* TASK
Repeat exactly, and only, the lines below starting at the line that contains "Task: for the roadway count, mark the black car" and ending at the line that contains "Task: for the roadway count, mark the sidewalk", inclusive of both.

Referring expression data:

■ ■ ■

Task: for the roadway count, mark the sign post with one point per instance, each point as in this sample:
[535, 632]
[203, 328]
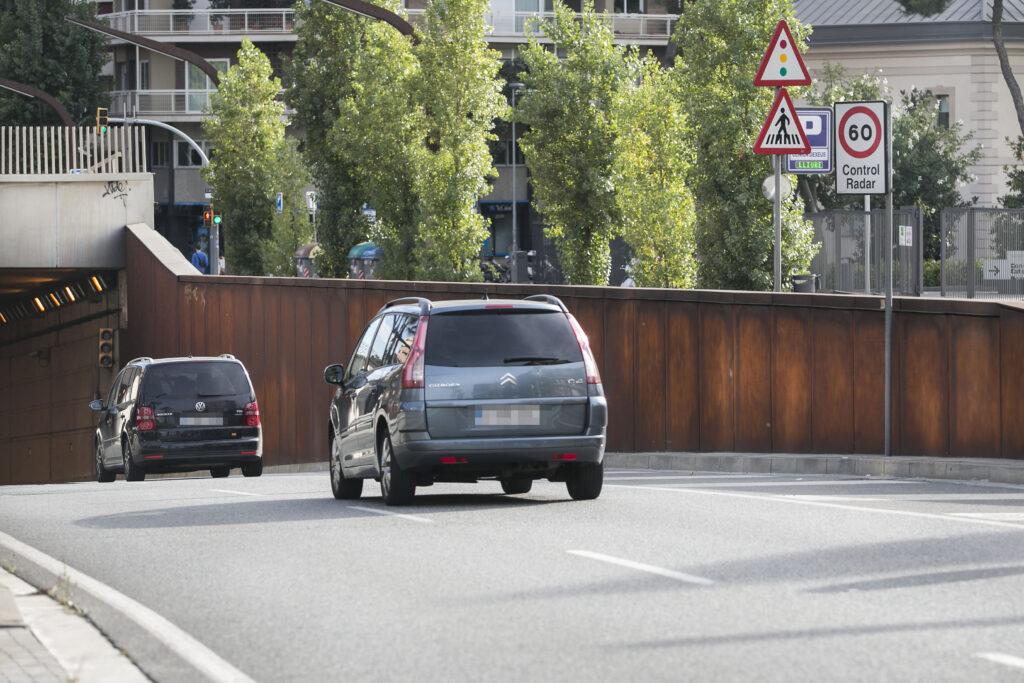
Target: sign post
[863, 166]
[782, 133]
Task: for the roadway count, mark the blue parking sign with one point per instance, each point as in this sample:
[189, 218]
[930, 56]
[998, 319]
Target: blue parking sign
[817, 123]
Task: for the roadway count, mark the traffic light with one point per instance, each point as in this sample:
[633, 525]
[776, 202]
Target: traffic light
[105, 347]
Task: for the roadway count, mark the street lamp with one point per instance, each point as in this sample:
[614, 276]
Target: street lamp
[515, 224]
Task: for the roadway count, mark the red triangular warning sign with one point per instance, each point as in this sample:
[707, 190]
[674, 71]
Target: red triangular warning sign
[782, 132]
[782, 65]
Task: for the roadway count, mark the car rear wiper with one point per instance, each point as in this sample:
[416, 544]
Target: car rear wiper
[537, 359]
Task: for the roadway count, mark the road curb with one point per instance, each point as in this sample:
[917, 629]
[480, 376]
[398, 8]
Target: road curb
[963, 469]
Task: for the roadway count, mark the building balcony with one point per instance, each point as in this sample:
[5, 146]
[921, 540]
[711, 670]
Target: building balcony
[171, 104]
[214, 25]
[205, 25]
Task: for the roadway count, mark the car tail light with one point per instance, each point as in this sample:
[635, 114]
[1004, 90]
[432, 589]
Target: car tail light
[412, 377]
[144, 419]
[590, 365]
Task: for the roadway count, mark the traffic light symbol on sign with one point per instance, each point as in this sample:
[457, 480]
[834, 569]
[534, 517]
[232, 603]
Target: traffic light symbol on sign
[105, 347]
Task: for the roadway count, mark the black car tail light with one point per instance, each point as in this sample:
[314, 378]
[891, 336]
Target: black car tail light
[412, 376]
[252, 415]
[144, 419]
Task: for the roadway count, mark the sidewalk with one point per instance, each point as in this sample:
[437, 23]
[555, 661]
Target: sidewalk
[42, 641]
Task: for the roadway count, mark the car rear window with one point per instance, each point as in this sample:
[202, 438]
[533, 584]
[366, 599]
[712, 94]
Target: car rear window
[487, 338]
[181, 380]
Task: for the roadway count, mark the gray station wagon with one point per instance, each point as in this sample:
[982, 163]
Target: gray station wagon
[468, 390]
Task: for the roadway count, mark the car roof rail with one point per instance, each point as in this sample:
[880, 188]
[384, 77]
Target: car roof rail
[424, 304]
[547, 298]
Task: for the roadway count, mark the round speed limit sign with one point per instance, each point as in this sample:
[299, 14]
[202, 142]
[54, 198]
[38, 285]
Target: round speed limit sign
[861, 165]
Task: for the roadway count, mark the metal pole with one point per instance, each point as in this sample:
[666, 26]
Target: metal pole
[889, 281]
[867, 244]
[777, 215]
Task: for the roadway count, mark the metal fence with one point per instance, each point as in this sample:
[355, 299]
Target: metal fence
[982, 253]
[48, 150]
[851, 257]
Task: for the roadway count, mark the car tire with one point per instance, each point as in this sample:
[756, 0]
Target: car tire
[397, 485]
[252, 469]
[585, 481]
[103, 475]
[342, 487]
[132, 471]
[513, 485]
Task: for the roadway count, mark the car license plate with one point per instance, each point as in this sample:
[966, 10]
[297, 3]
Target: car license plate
[508, 415]
[205, 422]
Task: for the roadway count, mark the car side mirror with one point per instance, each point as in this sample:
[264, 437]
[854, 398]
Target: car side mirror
[335, 374]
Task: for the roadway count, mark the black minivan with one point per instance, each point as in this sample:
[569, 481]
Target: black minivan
[178, 415]
[468, 390]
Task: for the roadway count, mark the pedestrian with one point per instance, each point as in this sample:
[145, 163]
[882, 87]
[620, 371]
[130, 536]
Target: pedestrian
[200, 260]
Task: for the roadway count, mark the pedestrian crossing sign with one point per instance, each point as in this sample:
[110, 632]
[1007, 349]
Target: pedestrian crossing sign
[782, 132]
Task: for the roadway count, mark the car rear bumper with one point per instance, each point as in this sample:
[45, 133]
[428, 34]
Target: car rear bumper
[185, 457]
[499, 452]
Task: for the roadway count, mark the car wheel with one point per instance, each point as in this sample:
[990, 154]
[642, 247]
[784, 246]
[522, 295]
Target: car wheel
[341, 487]
[132, 471]
[516, 484]
[397, 486]
[252, 469]
[103, 475]
[584, 481]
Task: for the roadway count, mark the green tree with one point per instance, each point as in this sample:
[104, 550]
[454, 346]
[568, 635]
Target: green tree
[930, 163]
[652, 162]
[570, 143]
[246, 130]
[720, 41]
[321, 71]
[460, 95]
[290, 228]
[41, 49]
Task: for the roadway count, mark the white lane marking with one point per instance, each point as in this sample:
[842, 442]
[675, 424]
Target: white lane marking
[678, 575]
[835, 506]
[1000, 516]
[189, 649]
[236, 493]
[413, 518]
[999, 657]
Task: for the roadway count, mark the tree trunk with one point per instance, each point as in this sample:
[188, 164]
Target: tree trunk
[1008, 74]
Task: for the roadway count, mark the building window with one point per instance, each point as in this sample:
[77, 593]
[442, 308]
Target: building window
[200, 86]
[160, 153]
[943, 115]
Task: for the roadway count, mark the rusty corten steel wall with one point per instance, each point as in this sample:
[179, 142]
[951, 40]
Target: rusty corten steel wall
[683, 370]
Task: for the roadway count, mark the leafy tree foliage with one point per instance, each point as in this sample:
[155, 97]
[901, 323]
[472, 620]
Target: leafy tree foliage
[930, 163]
[461, 96]
[321, 72]
[719, 40]
[570, 143]
[41, 49]
[652, 161]
[248, 134]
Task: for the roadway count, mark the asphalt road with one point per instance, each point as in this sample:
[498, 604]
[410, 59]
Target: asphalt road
[668, 577]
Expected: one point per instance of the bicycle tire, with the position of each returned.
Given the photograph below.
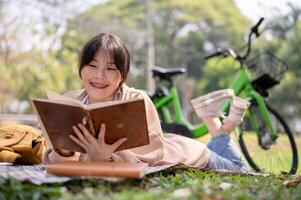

■ ■ ■

* THE ANSWER
Task: for the roadway count, mark the black car tail light with one point per instance, each point as in this sample:
[314, 378]
[891, 336]
Target: black car tail light
[412, 376]
[252, 415]
[144, 419]
Task: for the roadway count, mark the sidewalk with one point per instance, each point as in this sample:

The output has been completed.